** Start of Excerpt provided **
For live PLC-dependent device limits resolved from a user-selected PLC family plus family SD registers, see docs/DEVICE_RANGES.md.

Public API Surface

Main exports:

  • SlmpConnectionOptions
  • SlmpClient
  • SlmpAddress
  • probe_connection_profiles
  • read_type_name / read_device_range_catalog / read_device_range_catalog_for_family
  • read_typed / write_typed
  • write_bit_in_word
  • read_named / write_named
  • poll_named
  • read_words_single_request / read_dwords_single_request
  • read_words_chunked / read_dwords_chunked
  • write_words_single_request / write_dwords_single_request
  • write_words_chunked / write_dwords_chunked

Important model types:

  • SlmpDeviceAddress
  • SlmpQualifiedDeviceAddress
  • SlmpTargetAddress
  • SlmpExtensionSpec
  • SlmpTypeNameInfo
  • SlmpDeviceRangeCatalog, SlmpDeviceRangeEntry, SlmpDeviceRangeFamily
  • SlmpRandomReadResult
  • SlmpBlockRead, SlmpBlockWrite, SlmpBlockReadResult
  • SlmpLongTimerResult
  • SlmpValue

Supported Address Forms

High-level helpers are intended to cover these forms first.

  • plain word devices: D100, R50, ZR0, TN0, CN0
  • plain bit devices: M1000, X20, Y20, B10
  • typed suffixes: D100:S, D200:D, D300:L, D400:F
  • bit-in-word form: D50.3
  • long current-value forms: LTN10:D, LSTN20:D, LCN30:D
  • extended devices: J1\\SW0, U3\\G100, U1\\HG0

.bit notation is only valid for word devices. Address bit devices directly.

See also:

Choosing the Right API

  • Use raw device methods when you need exact SLMP request control.
  • Use read_typed and write_typed when one address maps to one scalar value.
  • Use read_named and write_named when your application needs a snapshot with mixed dtypes and bit-in-word decoding.
  • Use poll_named for a lightweight periodic stream.
  • Use read_random and read_block when you want to keep request counts low.
  • Use the extended-device methods for J... and U... paths.
  • read_named and write_named currently target plain device addresses, not J... or U... qualified addresses.

Long-Family Behavior

The Rust implementation follows the same normalized behavior as the other libraries:

  • LTN, LSTN, LCN, and LZ default to 32-bit reads
  • LCN high-level reads and writes use random dword access (0x0403 / 0x1402)
** End of Excerpt provided **
** Start of Provided material **
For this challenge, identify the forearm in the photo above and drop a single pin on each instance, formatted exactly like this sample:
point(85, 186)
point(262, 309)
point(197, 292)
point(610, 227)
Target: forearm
** End of Provided material **
> _To be done_
1. In the SLMP library documentation, which function should you use for a lightweight periodic stream?
2. List every example address that the SLMP library documentation gives for plain word devices.
3. Translate this sentence from the SLMP library documentation into Spanish: "Use read_random and read_block when you want to keep request counts low."

> _Outputs_
1. poll_named

2. D100, R50, ZR0, TN0, CN0

3. Usa read_random y read_block cuando quieras mantener bajo el número de solicitudes.